Consegne da svolgere:
[a] Riscrivi il brano sulla riforma del titolo V, riportando tutto ciò che va da "La riforma del" fino a "centro e periferia.", e sostituisci "Costituzione" con "Carta costituzionale".
[b] Prosegui il brano sulla riforma del titolo V a partire dalla sua ultima frase.

Brano da leggere:
La riforma del titolo V della Parte II della Costituzione costituisce la più grande riforma costituzionale finora approvata dall’entrata in vigore della stessa: essa trasforma in radice tutto l’assetto del governo territoriale, e sovverte i tradizionali rapporti tra centro e periferia.

 

I LIMITI DEL REGIONALISMO

Il fenomeno pandemico, di queste settimane, ha fatto emergere i limiti del regionalismo, in quanto gli enti locali sono diventati dei piccoli Stati, che in nome dell’autonomia conferitagli, procedono nella gestione dei propri territori senza alcun raccordo con il Governo centrale e con le altre Regioni.

Orbene, vi è un forte squilibrio tra il governo centrale che è nettamente debole, dal momento che non avendo alcun collegamento proficuo con il popolo, come avveniva dal dopoguerra in poi, attraverso i corpi intermedi che realizzavano una relazione tra le istanze del cittadino e le decisione del rappresentante. Oggi, invece, con l’istituzione dei governi regionali che hanno un’ investitura presidenzialistica, diretta e popolare, indeboliscono notevolmente l’azione del governo e fanno prevalere la propria autonomia senza lavorare ad un coordinamento concreto tra i poteri dello Stato.

Estratti dei dati:

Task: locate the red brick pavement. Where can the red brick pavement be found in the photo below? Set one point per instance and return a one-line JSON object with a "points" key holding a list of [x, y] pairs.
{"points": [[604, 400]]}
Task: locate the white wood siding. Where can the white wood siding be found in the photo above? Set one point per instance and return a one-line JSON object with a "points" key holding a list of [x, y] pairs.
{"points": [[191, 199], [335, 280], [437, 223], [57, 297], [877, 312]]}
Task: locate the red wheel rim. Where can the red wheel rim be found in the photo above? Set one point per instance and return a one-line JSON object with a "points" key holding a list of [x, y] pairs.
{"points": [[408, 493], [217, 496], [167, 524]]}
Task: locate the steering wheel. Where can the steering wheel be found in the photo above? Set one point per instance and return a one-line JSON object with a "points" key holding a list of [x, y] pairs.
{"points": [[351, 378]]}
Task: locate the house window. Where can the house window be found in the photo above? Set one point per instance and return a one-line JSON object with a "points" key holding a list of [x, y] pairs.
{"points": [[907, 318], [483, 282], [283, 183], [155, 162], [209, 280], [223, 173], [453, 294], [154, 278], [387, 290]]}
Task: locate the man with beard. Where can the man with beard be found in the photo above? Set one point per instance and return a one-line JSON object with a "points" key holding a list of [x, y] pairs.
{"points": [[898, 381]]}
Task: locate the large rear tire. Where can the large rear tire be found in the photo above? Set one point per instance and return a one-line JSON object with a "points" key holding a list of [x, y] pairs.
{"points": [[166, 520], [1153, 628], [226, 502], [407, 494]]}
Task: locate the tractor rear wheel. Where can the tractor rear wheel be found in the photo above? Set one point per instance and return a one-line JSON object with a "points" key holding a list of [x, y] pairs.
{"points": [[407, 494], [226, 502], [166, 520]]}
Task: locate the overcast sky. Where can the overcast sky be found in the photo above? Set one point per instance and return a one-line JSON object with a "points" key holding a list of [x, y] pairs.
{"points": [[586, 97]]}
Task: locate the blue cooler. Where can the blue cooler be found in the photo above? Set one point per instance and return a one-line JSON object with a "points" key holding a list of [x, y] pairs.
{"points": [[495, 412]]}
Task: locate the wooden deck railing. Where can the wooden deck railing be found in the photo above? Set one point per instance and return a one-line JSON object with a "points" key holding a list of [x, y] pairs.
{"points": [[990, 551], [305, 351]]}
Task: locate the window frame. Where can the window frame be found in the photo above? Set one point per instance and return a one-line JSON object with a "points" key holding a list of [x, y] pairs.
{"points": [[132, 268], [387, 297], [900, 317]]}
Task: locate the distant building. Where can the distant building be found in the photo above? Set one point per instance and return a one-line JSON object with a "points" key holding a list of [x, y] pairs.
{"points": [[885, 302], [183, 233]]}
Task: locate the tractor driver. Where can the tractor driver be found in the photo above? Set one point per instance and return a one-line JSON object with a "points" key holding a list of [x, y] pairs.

Risposte alle consegne:
[a]
La riforma del titolo V della Parte II della Carta costituzionale costituisce la più grande riforma costituzionale finora approvata dall’entrata in vigore della stessa: essa trasforma in radice tutto l’assetto del governo territoriale, e sovverte i tradizionali rapporti tra centro e periferia.

[b]
Sarebbe meglio, invece, ripensare all’architettura dello Stato, ipotizzando magari un’abolizione delle Regioni o quantomeno realizzare delle macro-Regioni (Nord-Centro-Sud), le quali dovrebbero avere un ruolo di coordinamento strategico e di crescita delle aree vaste e, di conseguenza, accentrare alcune competenze al Governo, come ad esempio il sistema sanitario, mentre, individuando nuovamente delle materie da affidare le competenze gestionali alle Province e ai Comuni, come l’edilizia scolastica, le politiche agricole connesse alla gestione dei fondi europei, e l’urbanistica, dal momento che sono gli enti prossimi alle comunità e favorirebbero una miglior gestione delle risorse, senza che vi sia alcuna competenza legislativa in merito.

Pare evidente che per riformare lo Stato dal punto di vista istituzionale serva però immaginare nuovamente anche l’architettura politica e partitica di un Paese. Cresce sempre di più l’esigenza di avere dei luoghi fisici o virtuali in cui poter realizzare quella cittadinanza attiva, tante volte invocata, ma soprattutto non può essere demandata al sistema scolastico la formazione politica ed ideologica di un cittadino.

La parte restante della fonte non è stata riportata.